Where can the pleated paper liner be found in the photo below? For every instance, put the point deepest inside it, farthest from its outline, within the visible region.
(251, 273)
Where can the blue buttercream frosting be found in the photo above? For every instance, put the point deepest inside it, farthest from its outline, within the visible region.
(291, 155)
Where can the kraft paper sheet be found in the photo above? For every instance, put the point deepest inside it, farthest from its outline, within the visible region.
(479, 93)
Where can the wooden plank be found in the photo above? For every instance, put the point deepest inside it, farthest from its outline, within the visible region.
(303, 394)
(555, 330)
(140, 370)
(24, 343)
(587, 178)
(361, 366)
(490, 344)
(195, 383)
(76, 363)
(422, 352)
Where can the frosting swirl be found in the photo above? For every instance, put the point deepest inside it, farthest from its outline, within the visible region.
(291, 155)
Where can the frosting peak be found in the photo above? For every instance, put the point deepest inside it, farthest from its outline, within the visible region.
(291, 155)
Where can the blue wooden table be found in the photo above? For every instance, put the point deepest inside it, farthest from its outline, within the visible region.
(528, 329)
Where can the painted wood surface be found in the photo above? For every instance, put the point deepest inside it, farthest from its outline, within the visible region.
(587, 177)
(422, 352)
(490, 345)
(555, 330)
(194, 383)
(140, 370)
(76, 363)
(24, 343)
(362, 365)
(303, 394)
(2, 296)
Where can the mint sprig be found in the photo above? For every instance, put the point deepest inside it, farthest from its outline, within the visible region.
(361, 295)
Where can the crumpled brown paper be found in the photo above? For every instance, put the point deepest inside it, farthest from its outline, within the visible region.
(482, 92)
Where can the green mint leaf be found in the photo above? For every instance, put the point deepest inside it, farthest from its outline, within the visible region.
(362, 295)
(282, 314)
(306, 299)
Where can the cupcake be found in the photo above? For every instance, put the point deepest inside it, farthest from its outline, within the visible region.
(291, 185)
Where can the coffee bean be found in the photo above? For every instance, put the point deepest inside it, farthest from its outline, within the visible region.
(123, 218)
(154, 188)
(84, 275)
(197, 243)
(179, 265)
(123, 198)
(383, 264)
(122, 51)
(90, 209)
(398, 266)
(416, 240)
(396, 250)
*-*-*
Aim of the exercise.
Reproduce every record above word for word, keeping the original order.

Worked solution.
Where can the pleated paper liner be found in the photo below? For every instance, put the point deepest inside it, farthest from its outline, within the visible region.
(251, 273)
Where can the blue buttercream frosting be found in the photo above? For every instance, put the point deepest inside it, farthest from its outline, within the visible region.
(291, 155)
Where can the kraft paper sheet be found in the photo above? For every instance, put the point deepest inside it, farthest from its outline, within the visible region.
(479, 93)
Where can the wooden plank be found in the photo above? For every instance, put the point deepest inside it, farthest from its outline, within the visible region.
(303, 394)
(555, 330)
(140, 370)
(24, 343)
(587, 178)
(361, 366)
(490, 344)
(195, 383)
(76, 363)
(422, 352)
Where can the frosting swirl be found in the photo above? For every instance, put the point deepest inside it, farthest from its outline, within the visible region.
(291, 155)
Where can the frosting peak be found in the photo above? For every instance, put the point deepest inside it, farthest from its outline, within the visible region.
(291, 155)
Where can the blue wooden table be found in the photo above? For every instance, put the point deepest inside it, farthest from its outline, within the visible region.
(528, 329)
Where can the painted wood surface be found in the photo above? For every instance, put the point deepest inside it, farthest from its outline, within the visible region.
(587, 177)
(422, 352)
(490, 345)
(555, 330)
(194, 383)
(140, 370)
(76, 363)
(24, 343)
(362, 365)
(303, 394)
(2, 296)
Where can the mint sprig be found in the photo above? For every instance, put the point deepest inside it, farthest from its outline, within the visible region.
(361, 295)
Where can the crumpled brown paper be found in the photo above? For every instance, put the point deepest inside it, farthest from its outline, within the visible region.
(482, 92)
Where can the green mint leaf be found in the photo above? For every instance, put the point deepest inside it, farthest from its outline, within the visible region.
(362, 295)
(282, 314)
(306, 299)
Where can the cupcake be found in the photo above? For every instance, put the point deepest inside it, farthest from its outline, within the visible region.
(291, 185)
Where can the coffee bean be found in the photo above? For every instance, put the point deepest inside it, farthest from its outline, within the visible region.
(123, 218)
(154, 188)
(84, 275)
(197, 243)
(179, 265)
(123, 198)
(383, 264)
(122, 51)
(90, 209)
(398, 266)
(416, 240)
(396, 250)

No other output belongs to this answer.